### TEXTE EXTRAIT
○ ○ ○ ○ ○

Un souvenir personnel pour terminer. J’ai eu le privilège d’entendre Earl Hines à Lyon en solo et sans rythmique au début des années 60. Ce que dit Lennie Tristano est parfaitement exact. J’ai assisté ce soir-là à une expérience unique que je n’ai jamais revécu dans ma longue expérience d’amateur de jazz : un créateur de génie qui pendant deux heures parvint à lui tout seul à faire monter la tension, à créer, à surprendre à chaque instant !                    

                             Thelonious Monk au cinéma

 Voici un extrait du remarquable ouvrage de Robin D.G. Kelley Thelonious Monk : the life and times of an American original (Free Press,  New York 2009) qui malheureusement n’a pas encore été traduit en français (s’il doit l’être un jour !) Nous avons choisi le passage où la participation de Monk au festival de Newport est évoquée. :

« Grace au photographe de mode devenu cinéaste Bert Stern, un court extrait de la prestation déjà brève de Monk fut filmé dans le documentaire unanimement salué Jazz on a Summer’s  Day. (Jazz à Newport) Bien qu’il fallut attendre presque deux ans avant qu’il ne  sorte dans les salles, le film modifia non seulement profondément la manière dont les concerts étaient filmés, avec ses couleurs chatoyantes, ses plans montrant le public et les coulisses saisis sur le vif, son montage d’avant-garde, son rejet complet des commentaires et entretiens, mais aussi  il contribua à élever au rang d’icônes certains musiciens comme Anita O’Day, Mahalia Jackson et un certain Thelonious Sphere Monk. Monk apparait sur l’écran une trentaine de secondes interprétant Blue Monk d’une façon poignante, puis brusquement plan de coupe sur des voiliers naviguant dans la baie pour une régate de la Coupe América de 1958.Qui plus est la voix du commentateur surgit au milieu de l’exécution du morceau transformant temporairement le piano de Monk en accompagnement d’arrière-plan. Et pourtant, c’est précisément  le côté décalé de la séquence qui a renforcé pour le public international l’image de Monk comme personnage excentrique. Monk ne se doutait pas que le film rencontrerait un énorme  succès, mais il fut ravi d’apprendre que Stern avait l’intention de lui payer deux cent dollars pour son apparition à l’écran. »

○ ○ ○ ○ ○

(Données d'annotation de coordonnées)
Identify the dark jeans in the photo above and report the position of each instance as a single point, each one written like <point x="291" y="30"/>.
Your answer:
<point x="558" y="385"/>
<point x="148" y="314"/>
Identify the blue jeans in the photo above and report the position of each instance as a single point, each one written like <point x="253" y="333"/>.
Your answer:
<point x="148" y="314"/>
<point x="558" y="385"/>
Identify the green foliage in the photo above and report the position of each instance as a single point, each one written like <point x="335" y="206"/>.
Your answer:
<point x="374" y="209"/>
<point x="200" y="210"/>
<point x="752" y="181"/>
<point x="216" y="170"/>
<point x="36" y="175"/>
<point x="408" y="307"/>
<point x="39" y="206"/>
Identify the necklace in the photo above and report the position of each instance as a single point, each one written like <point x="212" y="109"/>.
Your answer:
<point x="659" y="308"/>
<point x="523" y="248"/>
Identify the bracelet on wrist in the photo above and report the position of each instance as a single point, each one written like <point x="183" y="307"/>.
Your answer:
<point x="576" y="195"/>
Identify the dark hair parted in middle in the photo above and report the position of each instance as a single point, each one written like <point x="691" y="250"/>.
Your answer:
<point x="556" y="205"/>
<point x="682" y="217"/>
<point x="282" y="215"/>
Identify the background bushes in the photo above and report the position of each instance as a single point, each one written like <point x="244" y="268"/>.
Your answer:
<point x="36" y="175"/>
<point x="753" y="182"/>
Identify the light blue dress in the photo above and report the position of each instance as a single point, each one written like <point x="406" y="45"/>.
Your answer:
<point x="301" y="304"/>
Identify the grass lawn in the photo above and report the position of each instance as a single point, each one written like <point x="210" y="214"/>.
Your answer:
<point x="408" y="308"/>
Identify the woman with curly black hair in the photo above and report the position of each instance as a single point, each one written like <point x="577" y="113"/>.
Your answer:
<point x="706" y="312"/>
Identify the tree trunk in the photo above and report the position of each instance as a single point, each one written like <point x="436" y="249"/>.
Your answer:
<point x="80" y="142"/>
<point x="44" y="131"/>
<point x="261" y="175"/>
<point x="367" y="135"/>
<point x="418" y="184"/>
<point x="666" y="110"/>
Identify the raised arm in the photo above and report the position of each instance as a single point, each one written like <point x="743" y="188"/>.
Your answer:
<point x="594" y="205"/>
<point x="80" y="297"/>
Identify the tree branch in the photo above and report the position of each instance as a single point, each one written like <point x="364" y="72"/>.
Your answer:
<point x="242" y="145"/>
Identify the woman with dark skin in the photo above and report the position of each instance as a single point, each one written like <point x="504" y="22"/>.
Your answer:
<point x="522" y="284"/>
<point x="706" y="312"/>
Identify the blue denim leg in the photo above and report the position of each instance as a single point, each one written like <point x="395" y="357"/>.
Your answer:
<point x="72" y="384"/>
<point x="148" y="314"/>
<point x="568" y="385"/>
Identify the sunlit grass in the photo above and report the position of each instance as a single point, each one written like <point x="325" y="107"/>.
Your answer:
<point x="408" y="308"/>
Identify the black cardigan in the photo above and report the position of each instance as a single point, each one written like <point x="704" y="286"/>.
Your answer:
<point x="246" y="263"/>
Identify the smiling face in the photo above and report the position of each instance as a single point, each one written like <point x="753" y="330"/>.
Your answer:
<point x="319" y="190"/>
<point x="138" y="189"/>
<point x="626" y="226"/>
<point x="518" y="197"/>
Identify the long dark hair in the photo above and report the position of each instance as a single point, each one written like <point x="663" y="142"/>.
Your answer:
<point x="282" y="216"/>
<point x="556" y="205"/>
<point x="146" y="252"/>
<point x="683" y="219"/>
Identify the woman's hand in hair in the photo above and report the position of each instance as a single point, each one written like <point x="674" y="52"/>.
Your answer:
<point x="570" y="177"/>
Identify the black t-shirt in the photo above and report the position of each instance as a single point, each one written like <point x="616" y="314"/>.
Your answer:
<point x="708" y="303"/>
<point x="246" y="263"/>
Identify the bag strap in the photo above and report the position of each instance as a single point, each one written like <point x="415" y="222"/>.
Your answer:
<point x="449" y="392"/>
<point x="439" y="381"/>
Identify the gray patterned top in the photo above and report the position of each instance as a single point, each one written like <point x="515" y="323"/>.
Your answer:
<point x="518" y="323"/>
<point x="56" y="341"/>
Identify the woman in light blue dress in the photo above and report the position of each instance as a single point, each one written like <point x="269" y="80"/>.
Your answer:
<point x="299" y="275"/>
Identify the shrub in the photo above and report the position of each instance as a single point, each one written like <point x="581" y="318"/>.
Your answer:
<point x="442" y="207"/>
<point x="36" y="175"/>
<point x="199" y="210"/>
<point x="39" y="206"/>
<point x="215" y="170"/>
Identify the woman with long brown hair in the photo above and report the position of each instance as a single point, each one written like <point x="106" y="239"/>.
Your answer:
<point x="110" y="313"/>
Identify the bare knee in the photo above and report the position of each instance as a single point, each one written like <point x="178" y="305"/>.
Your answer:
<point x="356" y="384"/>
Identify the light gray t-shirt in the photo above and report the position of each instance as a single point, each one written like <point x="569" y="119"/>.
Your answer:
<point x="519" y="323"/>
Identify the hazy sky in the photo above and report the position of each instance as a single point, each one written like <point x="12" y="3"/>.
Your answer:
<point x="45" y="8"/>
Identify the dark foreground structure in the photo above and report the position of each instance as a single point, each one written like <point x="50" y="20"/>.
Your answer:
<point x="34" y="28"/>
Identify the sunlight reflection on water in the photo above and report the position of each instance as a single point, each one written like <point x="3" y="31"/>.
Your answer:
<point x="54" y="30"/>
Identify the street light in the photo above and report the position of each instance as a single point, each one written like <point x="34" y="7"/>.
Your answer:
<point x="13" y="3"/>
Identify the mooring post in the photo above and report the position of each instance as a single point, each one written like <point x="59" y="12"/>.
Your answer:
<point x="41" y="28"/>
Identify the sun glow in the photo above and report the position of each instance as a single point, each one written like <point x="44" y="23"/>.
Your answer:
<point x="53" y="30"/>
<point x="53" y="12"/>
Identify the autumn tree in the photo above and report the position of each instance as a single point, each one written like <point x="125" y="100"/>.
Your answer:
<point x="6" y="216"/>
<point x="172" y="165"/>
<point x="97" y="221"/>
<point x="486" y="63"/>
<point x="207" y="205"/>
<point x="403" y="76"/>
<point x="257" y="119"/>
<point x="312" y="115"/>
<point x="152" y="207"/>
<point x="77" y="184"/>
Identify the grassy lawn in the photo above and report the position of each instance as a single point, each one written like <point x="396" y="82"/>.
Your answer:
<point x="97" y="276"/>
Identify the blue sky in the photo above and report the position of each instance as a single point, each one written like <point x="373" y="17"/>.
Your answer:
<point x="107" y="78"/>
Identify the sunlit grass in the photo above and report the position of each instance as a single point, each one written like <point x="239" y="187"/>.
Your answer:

○ ○ ○ ○ ○

### VOTRE OBJECTIF
Relevez toutes les caractéristiques du film Jazz on a Summer's Day qui, d'après le texte sur le jazz, modifièrent profondément la manière dont les concerts étaient filmés.

### CORRIGÉ
- ses couleurs chatoyantes
- ses plans montrant le public et les coulisses saisis sur le vif
- son montage d'avant-garde
- son rejet complet des commentaires et entretiens